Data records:
— BEGIN —
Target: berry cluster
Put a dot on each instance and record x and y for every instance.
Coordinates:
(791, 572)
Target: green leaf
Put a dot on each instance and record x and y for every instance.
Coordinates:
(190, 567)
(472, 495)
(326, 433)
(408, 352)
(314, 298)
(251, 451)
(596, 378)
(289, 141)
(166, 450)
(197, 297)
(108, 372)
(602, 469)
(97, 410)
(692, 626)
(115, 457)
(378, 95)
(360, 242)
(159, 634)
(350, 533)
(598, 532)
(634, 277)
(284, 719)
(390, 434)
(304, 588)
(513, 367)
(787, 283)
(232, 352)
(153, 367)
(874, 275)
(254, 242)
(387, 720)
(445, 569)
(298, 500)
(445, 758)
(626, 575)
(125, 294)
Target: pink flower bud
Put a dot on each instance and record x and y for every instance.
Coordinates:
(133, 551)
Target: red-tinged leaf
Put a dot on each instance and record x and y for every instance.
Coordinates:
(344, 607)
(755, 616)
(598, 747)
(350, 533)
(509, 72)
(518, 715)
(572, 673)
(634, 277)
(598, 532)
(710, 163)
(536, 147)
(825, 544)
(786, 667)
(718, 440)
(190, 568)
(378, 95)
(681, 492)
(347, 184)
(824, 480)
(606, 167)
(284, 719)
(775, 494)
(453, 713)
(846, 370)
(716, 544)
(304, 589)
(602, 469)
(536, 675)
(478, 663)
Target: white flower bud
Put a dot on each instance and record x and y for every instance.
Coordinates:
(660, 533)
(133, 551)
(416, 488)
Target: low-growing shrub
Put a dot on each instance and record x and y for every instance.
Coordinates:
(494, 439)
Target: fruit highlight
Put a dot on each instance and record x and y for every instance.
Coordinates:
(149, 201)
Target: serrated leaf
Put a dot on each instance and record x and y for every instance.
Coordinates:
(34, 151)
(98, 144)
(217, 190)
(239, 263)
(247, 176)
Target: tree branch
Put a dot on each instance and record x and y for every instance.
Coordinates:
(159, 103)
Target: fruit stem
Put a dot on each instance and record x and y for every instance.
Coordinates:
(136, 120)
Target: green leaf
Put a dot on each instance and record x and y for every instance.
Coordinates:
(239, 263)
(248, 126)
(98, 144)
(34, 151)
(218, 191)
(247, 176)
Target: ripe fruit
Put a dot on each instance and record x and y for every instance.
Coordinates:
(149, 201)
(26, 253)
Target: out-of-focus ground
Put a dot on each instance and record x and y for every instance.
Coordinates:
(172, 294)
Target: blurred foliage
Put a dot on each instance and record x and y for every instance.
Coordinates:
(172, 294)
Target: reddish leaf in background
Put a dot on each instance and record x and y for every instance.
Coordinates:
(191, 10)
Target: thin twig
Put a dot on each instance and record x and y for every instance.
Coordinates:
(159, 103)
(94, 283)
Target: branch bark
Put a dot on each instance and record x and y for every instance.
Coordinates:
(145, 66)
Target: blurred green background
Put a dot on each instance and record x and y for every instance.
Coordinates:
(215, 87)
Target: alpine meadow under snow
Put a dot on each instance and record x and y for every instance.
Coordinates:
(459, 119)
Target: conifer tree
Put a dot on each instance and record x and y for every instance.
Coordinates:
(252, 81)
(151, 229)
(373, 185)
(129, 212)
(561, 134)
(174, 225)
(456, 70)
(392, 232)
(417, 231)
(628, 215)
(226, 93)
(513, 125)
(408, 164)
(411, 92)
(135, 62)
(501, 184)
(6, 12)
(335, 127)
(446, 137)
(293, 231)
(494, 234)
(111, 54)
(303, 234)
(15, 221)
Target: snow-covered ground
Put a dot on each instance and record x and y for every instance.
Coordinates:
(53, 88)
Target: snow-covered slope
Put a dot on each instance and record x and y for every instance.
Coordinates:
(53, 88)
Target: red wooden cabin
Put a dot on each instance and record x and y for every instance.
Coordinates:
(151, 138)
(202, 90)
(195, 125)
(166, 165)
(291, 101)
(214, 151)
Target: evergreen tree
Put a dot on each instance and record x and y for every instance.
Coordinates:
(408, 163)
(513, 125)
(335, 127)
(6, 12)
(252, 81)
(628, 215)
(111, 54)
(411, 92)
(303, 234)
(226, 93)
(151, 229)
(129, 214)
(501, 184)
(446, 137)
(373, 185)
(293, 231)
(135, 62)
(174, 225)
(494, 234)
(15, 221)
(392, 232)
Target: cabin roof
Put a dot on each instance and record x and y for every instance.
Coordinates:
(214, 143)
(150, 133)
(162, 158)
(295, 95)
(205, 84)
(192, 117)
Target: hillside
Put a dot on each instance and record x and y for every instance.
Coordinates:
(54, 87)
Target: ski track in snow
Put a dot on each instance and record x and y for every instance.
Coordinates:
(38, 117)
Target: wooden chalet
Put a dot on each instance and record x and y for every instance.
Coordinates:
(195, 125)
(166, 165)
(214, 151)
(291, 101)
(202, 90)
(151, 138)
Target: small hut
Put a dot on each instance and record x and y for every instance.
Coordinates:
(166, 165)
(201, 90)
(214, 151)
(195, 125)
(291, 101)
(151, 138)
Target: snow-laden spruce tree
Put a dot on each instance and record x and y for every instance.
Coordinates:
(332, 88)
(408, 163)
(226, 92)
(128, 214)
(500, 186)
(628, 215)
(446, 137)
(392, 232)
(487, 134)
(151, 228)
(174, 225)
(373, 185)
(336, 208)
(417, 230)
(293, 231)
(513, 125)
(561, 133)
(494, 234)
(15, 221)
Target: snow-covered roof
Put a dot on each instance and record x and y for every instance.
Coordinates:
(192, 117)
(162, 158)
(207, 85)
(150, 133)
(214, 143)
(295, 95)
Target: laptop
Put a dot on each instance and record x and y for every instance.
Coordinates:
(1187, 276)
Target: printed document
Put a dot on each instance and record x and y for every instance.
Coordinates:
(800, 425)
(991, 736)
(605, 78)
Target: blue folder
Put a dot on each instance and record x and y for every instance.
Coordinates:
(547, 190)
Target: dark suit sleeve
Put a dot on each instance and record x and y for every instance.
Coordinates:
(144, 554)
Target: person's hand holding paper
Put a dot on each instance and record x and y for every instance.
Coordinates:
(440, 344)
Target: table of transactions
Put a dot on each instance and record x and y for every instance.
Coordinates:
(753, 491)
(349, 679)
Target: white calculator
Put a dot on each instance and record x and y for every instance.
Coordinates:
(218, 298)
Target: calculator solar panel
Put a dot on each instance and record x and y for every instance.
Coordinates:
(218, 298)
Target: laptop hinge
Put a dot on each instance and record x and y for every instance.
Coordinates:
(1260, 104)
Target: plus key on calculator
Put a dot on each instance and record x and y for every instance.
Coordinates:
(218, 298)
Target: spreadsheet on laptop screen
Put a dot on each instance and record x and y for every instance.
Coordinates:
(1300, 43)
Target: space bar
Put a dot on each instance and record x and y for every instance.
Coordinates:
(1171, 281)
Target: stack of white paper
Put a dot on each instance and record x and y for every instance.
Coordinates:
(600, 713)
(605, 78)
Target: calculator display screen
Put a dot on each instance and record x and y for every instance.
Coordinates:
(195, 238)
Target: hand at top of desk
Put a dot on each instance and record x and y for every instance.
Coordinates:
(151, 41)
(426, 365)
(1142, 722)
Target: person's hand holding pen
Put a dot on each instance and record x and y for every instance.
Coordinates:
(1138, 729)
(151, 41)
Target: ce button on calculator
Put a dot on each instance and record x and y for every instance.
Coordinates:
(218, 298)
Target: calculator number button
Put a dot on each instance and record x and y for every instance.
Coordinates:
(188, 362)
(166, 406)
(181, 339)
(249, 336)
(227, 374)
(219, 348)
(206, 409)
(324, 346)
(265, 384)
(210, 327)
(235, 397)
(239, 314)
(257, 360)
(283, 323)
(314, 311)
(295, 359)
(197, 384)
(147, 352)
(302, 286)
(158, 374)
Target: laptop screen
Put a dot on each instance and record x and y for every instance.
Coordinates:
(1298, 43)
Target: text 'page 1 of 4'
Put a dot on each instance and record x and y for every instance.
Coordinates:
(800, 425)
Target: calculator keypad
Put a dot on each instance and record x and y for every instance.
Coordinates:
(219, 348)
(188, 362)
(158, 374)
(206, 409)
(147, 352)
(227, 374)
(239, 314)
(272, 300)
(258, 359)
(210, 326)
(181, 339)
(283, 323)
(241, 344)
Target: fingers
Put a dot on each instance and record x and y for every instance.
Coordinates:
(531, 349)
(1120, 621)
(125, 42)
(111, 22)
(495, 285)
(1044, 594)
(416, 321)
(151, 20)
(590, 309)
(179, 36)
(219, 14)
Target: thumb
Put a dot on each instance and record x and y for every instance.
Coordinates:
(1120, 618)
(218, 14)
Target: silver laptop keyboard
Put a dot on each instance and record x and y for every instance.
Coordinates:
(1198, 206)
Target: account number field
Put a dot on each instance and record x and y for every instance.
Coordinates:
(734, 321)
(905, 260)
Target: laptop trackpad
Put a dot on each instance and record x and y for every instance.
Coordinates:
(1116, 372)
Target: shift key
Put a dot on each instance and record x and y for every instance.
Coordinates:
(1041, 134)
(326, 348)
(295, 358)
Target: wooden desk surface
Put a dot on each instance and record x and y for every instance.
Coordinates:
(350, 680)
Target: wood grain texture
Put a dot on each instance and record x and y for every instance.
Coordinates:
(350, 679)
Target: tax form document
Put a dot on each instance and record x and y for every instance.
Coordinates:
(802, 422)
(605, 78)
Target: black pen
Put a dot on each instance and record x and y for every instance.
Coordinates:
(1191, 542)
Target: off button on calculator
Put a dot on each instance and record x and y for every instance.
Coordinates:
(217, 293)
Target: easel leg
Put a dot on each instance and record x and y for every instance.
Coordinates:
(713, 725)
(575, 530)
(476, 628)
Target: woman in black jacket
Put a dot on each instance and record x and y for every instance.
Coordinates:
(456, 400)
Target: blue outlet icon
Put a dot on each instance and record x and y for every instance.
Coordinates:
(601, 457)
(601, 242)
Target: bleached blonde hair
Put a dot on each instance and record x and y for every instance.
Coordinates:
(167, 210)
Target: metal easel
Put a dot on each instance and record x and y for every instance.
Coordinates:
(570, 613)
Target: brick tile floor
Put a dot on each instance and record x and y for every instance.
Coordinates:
— END —
__WHAT TO PRODUCE__. Every line from the one containing "Target: tax form document" through the last line of the entries must be written out verbatim, and no other line.

__RESPONSE TO THIS EXERCISE__.
Target: tax form document
Put a dot on each instance and record x and y for every instance.
Coordinates:
(802, 422)
(605, 78)
Target: black pen
Put a dot on each instance and record x and y for every instance.
Coordinates:
(1191, 542)
Target: off button on calculator
Put a dot on each instance and record x and y for every instance.
Coordinates:
(217, 293)
Target: easel leg
Put a dot on each instance and record x and y for every instance.
Coordinates:
(713, 725)
(575, 530)
(476, 628)
Target: woman in black jacket
Put a dot on each instance and record x and y for every instance.
Coordinates:
(456, 400)
Target: blue outlet icon
Put a dot on each instance and record x and y for every instance.
Coordinates:
(601, 457)
(601, 242)
Target: bleached blonde hair
Put a dot on each instance and record x and y for every instance.
Coordinates:
(167, 210)
Target: metal easel
Put a dot on each instance and record x and y for every instance.
Coordinates:
(570, 613)
Target: brick tile floor
Put a dot on each instance and record x and y for every instance.
Coordinates:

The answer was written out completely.